*TASK STATEMENT*: Restate word for word every line from the top of the data below down through the line that holds "point: green bush".

*THE RECORDS*:

☆ ☆ ☆ ☆ ☆ ☆ ☆

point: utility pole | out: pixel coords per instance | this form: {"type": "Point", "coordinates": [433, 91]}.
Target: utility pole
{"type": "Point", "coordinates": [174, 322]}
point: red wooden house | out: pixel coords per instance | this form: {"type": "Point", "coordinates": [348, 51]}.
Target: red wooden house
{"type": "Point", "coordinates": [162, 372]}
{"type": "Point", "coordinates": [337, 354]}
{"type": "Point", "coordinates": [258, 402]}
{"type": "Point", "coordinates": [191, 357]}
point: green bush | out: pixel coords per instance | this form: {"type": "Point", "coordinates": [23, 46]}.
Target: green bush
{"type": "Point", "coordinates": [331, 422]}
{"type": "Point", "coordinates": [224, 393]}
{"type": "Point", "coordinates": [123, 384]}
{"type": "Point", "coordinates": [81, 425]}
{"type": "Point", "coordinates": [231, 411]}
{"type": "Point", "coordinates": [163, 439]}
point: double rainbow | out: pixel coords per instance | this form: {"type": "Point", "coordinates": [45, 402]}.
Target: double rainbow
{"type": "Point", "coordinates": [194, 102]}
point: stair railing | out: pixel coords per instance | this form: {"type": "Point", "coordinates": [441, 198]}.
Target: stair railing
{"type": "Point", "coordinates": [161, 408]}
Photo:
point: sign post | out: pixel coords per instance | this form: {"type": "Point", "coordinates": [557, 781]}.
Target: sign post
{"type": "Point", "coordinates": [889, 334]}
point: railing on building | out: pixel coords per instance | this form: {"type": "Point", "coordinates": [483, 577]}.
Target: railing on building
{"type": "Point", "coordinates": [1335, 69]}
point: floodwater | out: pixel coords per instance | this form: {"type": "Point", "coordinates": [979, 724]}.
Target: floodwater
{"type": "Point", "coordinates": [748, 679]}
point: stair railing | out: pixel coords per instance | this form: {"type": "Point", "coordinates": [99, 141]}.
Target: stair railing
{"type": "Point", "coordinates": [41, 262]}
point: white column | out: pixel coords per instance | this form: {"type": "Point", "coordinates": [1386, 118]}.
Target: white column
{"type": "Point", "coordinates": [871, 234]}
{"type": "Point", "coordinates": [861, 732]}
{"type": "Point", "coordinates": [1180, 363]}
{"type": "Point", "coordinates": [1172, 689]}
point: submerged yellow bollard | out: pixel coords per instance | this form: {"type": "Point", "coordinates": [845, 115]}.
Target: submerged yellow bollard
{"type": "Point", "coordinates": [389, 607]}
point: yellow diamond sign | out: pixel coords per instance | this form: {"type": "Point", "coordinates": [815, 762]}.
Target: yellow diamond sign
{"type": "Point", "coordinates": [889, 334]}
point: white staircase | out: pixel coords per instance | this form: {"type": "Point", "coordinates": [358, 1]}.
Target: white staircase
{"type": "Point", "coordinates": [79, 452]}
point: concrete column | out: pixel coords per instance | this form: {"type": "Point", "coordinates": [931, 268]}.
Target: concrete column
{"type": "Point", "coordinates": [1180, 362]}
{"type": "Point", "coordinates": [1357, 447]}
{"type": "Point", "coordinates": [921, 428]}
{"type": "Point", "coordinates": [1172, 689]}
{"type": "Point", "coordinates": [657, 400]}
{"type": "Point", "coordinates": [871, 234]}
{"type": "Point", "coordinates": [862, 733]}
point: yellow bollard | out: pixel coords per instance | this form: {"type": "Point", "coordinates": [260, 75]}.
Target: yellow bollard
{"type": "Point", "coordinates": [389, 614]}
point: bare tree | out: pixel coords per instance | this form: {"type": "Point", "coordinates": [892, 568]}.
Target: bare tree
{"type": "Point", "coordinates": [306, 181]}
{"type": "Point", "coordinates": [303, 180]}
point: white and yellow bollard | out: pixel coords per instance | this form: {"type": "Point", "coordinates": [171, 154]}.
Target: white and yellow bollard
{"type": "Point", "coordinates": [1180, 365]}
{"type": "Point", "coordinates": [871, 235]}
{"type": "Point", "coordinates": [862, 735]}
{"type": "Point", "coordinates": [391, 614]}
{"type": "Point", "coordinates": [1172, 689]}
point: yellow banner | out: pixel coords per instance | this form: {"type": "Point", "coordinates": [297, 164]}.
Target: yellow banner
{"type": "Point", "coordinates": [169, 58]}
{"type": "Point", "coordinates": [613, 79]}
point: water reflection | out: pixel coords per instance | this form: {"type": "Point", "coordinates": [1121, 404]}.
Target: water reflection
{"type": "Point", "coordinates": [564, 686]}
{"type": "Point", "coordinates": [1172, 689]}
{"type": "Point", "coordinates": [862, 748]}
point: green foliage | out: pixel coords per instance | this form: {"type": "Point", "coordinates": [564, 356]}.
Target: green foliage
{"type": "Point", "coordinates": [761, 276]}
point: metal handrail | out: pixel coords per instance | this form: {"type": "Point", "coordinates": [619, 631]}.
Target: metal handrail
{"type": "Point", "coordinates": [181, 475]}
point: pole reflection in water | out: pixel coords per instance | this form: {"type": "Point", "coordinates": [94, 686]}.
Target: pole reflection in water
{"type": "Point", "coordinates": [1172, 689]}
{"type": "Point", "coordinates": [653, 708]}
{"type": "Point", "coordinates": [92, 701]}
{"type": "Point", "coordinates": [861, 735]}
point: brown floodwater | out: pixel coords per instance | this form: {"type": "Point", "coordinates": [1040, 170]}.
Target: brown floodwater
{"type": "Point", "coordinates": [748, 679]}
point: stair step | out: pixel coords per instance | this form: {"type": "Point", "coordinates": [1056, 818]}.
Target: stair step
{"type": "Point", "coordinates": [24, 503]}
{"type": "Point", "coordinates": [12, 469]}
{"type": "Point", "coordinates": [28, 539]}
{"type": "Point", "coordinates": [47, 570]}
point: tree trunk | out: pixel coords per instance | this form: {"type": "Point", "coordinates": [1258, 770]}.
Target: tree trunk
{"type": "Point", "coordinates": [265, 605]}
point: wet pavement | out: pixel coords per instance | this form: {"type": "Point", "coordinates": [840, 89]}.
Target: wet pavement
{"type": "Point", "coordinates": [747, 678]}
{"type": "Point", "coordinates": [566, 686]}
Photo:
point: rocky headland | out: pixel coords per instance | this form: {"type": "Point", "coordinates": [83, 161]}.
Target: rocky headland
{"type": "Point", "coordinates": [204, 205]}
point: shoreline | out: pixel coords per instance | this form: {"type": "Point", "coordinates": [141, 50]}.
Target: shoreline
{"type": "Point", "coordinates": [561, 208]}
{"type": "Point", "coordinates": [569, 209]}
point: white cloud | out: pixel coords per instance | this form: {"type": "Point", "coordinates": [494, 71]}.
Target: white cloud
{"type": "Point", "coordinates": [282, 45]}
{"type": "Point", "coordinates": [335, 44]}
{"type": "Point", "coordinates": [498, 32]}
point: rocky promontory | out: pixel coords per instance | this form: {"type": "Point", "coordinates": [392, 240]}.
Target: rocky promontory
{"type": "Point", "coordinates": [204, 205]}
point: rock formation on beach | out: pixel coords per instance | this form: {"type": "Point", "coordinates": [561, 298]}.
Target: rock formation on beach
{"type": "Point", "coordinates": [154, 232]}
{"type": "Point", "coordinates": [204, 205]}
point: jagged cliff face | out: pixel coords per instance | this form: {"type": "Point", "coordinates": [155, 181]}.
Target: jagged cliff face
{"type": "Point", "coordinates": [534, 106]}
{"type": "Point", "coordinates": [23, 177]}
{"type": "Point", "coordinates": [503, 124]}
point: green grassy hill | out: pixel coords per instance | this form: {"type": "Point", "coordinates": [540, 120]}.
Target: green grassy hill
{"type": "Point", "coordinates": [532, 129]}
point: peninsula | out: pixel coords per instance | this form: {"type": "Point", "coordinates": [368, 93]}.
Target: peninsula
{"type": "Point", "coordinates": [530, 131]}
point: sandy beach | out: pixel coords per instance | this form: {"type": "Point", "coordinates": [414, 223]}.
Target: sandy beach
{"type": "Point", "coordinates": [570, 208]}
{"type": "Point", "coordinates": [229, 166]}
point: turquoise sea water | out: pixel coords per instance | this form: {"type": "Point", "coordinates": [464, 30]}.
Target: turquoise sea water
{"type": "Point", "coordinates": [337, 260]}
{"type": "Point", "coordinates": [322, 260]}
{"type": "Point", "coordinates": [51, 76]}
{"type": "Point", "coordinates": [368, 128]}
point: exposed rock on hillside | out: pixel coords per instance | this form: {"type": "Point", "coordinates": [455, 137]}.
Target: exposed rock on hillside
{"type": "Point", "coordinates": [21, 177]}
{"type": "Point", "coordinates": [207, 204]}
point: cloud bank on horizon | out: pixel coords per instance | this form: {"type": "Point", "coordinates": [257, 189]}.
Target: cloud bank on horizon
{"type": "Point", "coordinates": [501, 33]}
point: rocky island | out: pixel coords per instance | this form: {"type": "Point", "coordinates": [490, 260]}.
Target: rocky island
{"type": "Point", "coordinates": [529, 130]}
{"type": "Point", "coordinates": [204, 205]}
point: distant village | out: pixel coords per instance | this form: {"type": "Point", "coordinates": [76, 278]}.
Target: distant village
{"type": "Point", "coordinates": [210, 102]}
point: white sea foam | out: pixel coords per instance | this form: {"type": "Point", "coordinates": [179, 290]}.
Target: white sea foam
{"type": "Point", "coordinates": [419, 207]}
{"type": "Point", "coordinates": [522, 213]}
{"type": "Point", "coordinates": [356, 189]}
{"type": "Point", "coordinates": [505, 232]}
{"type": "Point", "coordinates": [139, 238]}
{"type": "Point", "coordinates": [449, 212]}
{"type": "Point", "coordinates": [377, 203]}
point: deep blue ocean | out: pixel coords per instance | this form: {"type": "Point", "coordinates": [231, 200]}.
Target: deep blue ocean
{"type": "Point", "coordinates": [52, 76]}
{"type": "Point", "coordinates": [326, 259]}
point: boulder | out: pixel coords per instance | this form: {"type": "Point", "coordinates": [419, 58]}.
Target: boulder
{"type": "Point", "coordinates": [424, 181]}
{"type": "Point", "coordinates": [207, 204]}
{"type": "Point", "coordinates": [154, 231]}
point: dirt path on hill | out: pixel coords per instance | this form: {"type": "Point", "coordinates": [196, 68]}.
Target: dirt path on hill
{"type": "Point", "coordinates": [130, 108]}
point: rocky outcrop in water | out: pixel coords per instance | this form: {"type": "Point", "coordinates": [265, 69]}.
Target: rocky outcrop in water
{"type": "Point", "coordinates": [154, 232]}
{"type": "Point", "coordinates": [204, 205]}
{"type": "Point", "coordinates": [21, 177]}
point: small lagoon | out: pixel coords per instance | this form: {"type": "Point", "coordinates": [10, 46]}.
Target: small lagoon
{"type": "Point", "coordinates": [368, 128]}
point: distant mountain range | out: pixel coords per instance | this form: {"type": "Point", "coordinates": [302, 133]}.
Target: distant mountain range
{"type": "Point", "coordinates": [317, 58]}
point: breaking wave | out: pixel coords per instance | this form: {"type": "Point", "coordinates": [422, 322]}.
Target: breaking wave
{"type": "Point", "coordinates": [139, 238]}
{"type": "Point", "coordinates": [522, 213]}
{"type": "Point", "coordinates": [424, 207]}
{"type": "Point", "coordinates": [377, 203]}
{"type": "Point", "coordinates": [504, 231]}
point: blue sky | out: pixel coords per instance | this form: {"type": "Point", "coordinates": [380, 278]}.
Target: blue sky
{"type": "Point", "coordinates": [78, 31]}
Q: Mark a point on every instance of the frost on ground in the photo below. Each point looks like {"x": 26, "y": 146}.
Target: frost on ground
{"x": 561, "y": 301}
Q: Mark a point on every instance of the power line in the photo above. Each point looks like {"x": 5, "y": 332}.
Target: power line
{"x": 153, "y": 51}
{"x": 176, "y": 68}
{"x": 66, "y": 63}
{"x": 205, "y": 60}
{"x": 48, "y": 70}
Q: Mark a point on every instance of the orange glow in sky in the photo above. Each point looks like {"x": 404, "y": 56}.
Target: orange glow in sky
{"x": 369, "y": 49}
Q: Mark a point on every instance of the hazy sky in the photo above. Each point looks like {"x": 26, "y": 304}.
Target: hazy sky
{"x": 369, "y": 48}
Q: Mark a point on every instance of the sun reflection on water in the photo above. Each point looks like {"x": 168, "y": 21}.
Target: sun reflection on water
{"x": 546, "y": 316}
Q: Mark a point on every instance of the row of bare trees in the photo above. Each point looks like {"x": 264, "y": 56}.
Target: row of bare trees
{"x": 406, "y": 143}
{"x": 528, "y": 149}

☆ ☆ ☆ ☆ ☆ ☆ ☆

*SOLUTION TO THE PROBLEM*:
point: utility pole | out: pixel coords per instance | this form: {"type": "Point", "coordinates": [433, 91]}.
Target: utility pole
{"type": "Point", "coordinates": [174, 322]}
point: red wooden house | out: pixel coords per instance | this form: {"type": "Point", "coordinates": [348, 51]}.
Target: red wooden house
{"type": "Point", "coordinates": [162, 372]}
{"type": "Point", "coordinates": [337, 354]}
{"type": "Point", "coordinates": [258, 402]}
{"type": "Point", "coordinates": [191, 357]}
point: green bush | out: pixel coords per instance | this form: {"type": "Point", "coordinates": [23, 46]}.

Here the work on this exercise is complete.